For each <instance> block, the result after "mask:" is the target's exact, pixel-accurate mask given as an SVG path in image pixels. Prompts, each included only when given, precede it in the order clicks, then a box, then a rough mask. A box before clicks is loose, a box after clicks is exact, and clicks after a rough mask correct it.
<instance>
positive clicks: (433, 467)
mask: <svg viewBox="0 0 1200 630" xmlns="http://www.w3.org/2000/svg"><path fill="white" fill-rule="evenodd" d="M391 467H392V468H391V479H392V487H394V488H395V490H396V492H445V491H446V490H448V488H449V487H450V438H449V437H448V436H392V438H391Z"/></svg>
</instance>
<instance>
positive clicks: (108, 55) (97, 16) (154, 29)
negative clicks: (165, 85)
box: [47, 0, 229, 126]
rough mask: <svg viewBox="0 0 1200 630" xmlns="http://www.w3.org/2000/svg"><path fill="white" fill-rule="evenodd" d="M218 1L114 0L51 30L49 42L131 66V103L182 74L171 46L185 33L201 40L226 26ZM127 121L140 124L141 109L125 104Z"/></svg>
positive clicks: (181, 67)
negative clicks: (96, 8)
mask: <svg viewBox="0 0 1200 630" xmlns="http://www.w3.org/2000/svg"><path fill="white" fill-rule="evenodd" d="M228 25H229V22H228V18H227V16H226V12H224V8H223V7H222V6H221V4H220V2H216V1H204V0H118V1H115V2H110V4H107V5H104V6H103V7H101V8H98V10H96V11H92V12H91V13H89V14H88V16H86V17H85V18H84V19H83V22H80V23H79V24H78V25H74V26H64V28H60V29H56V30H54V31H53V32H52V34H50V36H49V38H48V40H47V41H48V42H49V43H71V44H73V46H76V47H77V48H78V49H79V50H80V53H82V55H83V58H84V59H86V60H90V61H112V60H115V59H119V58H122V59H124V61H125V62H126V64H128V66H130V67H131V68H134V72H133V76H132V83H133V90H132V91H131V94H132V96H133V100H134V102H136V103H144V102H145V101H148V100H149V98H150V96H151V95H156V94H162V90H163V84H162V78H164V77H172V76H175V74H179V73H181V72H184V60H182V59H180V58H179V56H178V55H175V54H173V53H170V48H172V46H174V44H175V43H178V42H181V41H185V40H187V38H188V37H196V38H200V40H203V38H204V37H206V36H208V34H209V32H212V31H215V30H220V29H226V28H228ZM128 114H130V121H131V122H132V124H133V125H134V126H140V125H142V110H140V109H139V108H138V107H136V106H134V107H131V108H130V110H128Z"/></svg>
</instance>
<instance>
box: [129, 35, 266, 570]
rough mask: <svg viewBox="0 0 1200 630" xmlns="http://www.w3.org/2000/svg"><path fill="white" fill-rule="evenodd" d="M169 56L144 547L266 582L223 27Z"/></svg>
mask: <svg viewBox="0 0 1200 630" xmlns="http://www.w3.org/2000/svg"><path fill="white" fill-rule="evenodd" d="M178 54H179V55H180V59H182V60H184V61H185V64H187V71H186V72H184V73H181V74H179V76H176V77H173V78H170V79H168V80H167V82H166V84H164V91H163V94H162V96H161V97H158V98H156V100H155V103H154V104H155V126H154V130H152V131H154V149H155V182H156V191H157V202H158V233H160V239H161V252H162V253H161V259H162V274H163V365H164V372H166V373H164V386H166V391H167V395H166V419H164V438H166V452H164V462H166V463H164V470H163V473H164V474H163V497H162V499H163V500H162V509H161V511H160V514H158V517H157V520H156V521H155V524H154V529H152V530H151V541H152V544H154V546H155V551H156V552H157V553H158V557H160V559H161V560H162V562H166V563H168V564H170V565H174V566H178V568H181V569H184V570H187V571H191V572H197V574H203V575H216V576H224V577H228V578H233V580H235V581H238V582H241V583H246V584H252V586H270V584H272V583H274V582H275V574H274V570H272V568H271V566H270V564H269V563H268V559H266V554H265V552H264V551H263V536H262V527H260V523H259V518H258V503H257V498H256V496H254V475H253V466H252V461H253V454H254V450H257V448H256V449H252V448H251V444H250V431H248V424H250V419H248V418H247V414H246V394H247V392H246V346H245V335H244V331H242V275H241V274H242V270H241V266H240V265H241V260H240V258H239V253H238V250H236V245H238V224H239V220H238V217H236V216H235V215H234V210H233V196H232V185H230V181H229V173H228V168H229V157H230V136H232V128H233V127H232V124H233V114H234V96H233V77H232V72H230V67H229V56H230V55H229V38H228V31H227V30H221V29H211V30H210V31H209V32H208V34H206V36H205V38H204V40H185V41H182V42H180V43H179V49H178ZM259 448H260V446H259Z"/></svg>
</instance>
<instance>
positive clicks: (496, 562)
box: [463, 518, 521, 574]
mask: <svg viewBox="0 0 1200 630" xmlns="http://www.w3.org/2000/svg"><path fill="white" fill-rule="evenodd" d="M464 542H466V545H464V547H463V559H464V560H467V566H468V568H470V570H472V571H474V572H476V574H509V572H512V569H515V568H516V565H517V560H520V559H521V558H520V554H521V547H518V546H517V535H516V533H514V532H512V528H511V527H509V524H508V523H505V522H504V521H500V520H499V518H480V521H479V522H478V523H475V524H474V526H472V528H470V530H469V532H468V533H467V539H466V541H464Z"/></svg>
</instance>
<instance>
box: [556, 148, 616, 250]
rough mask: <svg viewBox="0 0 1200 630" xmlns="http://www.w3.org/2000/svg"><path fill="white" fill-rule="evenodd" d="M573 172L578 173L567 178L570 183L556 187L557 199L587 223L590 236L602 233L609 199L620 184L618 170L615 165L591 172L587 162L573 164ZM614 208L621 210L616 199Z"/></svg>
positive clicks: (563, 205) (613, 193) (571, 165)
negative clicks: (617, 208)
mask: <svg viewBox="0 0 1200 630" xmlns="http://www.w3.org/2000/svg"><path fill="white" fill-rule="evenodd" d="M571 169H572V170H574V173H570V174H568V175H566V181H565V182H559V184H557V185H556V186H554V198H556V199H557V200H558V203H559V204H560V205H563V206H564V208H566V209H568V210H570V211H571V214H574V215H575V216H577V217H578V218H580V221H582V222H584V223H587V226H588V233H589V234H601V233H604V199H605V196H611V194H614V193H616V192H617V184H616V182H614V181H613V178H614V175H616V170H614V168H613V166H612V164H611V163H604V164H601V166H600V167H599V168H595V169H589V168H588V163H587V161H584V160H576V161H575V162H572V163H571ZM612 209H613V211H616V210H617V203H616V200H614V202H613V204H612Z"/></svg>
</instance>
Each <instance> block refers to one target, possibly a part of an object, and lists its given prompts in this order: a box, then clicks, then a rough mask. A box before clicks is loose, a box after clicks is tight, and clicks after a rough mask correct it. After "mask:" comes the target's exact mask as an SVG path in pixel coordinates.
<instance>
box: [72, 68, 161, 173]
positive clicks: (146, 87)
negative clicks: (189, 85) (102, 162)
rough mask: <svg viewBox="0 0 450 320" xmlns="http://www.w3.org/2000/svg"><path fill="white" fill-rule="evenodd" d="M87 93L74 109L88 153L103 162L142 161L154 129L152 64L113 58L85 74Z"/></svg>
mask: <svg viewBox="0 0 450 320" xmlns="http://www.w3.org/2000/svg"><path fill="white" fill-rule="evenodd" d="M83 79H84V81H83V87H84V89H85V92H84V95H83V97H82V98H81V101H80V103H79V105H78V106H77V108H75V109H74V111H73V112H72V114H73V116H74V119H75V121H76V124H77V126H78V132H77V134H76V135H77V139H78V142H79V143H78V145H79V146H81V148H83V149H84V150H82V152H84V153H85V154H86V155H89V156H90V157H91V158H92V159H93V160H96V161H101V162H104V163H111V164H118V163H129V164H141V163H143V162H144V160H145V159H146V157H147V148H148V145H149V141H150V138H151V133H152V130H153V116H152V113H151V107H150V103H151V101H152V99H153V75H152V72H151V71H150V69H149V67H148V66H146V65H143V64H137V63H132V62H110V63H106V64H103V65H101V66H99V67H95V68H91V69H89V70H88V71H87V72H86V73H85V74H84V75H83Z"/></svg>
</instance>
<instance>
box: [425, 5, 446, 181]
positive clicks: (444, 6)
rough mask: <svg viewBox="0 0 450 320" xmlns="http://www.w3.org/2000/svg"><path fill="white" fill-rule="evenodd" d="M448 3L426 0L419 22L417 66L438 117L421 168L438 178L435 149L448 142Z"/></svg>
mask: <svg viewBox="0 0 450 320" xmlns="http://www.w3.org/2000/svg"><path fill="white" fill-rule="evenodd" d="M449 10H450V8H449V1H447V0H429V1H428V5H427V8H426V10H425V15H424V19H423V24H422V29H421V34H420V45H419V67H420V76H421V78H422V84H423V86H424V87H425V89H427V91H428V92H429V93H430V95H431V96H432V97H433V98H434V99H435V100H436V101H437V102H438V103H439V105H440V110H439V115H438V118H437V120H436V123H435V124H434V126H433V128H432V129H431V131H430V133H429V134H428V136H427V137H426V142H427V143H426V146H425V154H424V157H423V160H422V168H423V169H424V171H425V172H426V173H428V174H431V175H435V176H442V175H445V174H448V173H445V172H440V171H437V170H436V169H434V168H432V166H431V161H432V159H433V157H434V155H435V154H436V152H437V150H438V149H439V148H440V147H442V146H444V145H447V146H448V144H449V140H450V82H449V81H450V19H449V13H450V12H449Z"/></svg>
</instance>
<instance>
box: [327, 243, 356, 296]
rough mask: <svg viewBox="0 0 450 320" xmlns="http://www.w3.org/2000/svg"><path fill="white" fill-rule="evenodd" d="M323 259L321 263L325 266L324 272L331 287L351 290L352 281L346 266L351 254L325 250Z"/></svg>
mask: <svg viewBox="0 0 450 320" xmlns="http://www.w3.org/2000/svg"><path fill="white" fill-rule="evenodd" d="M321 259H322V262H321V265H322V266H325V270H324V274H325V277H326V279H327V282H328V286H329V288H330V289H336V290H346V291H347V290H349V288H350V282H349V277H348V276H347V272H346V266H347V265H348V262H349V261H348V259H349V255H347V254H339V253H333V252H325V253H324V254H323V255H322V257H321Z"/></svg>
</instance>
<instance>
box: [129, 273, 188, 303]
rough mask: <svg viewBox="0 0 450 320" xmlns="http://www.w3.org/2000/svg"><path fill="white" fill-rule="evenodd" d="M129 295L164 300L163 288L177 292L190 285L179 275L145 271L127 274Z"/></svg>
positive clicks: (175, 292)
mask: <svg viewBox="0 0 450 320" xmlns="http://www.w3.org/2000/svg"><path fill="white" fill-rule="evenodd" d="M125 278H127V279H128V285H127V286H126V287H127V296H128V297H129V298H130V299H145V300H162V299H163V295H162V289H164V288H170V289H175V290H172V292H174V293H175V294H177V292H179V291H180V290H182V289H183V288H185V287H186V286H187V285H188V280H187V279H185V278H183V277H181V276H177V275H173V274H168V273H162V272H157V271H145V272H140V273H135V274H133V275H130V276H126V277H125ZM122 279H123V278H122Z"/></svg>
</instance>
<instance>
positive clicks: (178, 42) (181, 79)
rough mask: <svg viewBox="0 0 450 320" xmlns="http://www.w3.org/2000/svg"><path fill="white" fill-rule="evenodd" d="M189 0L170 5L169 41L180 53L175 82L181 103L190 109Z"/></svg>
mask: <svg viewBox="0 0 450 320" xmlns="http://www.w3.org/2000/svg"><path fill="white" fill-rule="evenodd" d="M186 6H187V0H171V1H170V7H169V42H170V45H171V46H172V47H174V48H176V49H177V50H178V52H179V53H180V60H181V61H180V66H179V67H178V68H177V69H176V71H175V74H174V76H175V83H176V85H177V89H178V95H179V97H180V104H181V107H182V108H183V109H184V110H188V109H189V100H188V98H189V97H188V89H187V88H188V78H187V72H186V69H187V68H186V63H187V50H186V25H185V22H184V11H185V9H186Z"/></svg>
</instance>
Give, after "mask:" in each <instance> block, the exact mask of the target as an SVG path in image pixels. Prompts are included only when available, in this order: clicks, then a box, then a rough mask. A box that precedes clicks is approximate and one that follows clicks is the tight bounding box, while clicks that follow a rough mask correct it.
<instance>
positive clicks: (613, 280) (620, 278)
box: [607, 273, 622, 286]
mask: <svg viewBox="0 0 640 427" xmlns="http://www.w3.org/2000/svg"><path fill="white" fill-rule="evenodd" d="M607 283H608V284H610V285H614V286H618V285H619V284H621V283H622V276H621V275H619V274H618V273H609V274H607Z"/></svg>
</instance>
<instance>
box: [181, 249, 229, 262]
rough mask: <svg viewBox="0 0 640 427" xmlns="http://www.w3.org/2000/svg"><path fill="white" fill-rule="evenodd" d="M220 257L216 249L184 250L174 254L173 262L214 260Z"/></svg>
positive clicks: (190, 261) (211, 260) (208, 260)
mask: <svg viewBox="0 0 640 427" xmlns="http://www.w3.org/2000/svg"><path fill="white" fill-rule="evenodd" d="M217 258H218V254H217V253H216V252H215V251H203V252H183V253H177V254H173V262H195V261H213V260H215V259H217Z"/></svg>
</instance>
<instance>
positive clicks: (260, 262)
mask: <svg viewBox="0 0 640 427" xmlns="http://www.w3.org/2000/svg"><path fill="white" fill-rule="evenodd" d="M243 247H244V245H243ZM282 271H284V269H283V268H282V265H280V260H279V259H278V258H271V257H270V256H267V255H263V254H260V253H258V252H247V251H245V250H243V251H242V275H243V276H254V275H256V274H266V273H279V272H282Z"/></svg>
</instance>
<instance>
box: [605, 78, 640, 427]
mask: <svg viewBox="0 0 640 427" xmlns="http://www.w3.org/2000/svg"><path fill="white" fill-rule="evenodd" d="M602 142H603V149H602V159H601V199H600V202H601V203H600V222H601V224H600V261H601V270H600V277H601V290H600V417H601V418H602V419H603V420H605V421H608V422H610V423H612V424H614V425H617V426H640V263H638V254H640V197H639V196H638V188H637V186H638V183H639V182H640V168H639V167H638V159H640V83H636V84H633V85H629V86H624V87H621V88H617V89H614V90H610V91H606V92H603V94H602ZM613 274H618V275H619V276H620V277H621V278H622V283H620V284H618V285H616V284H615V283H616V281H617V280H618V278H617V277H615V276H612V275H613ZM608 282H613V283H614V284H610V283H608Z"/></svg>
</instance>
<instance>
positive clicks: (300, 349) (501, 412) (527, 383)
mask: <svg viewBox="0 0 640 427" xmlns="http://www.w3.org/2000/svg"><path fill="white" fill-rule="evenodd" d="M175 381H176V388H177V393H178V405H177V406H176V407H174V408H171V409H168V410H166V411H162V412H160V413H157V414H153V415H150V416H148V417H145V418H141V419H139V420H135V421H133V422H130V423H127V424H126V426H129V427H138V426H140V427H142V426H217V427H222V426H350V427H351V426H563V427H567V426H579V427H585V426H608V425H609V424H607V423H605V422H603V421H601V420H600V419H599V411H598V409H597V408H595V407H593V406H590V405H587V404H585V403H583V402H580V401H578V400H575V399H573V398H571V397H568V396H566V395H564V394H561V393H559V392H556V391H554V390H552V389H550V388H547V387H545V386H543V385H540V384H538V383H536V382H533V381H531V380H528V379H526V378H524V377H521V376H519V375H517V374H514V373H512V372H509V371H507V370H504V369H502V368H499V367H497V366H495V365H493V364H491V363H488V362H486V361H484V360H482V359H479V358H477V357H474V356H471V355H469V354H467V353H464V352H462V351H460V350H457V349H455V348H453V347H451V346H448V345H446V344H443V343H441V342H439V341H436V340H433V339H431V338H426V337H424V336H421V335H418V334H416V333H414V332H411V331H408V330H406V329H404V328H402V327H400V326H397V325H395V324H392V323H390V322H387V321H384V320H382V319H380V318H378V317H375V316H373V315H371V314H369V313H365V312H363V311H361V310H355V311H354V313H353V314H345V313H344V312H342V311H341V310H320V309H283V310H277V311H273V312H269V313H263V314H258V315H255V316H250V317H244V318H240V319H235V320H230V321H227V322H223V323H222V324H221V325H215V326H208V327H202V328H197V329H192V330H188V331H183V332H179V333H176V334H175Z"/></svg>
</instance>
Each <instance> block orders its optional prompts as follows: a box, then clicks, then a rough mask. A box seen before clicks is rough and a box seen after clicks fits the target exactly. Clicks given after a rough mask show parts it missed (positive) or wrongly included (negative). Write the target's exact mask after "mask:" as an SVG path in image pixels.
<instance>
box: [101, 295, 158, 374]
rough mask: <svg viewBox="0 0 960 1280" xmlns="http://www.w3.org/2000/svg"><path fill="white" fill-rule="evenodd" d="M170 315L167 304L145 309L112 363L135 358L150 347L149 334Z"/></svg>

--

▸ Work to complete:
For the lines above, output exactly those from the line containing "93L74 109L88 153L103" through the line containing "positive clicks: (444, 6)", and skip the others.

▸ Solution for this problem:
rough mask: <svg viewBox="0 0 450 320" xmlns="http://www.w3.org/2000/svg"><path fill="white" fill-rule="evenodd" d="M87 93L74 109L88 153L103 162L142 161L154 129L152 64L113 58L85 74Z"/></svg>
mask: <svg viewBox="0 0 450 320" xmlns="http://www.w3.org/2000/svg"><path fill="white" fill-rule="evenodd" d="M83 79H84V81H83V87H84V89H85V92H84V95H83V97H82V98H81V101H80V103H79V105H78V106H77V108H75V109H74V111H73V112H72V114H73V116H74V119H75V121H76V124H77V126H78V132H77V134H76V135H77V139H78V142H79V143H78V145H79V146H81V148H83V149H84V150H82V152H84V153H85V154H86V155H89V156H90V157H91V158H92V159H93V160H96V161H101V162H104V163H111V164H118V163H129V164H141V163H143V162H144V160H145V159H146V157H147V148H148V145H149V141H150V138H151V133H152V130H153V116H152V113H151V107H150V103H151V101H152V99H153V75H152V72H151V71H150V69H149V67H148V66H146V65H143V64H137V63H132V62H110V63H106V64H103V65H101V66H99V67H95V68H91V69H89V70H88V71H87V72H86V73H85V74H84V75H83Z"/></svg>
</instance>
<instance>
box: [425, 5, 446, 181]
positive clicks: (444, 6)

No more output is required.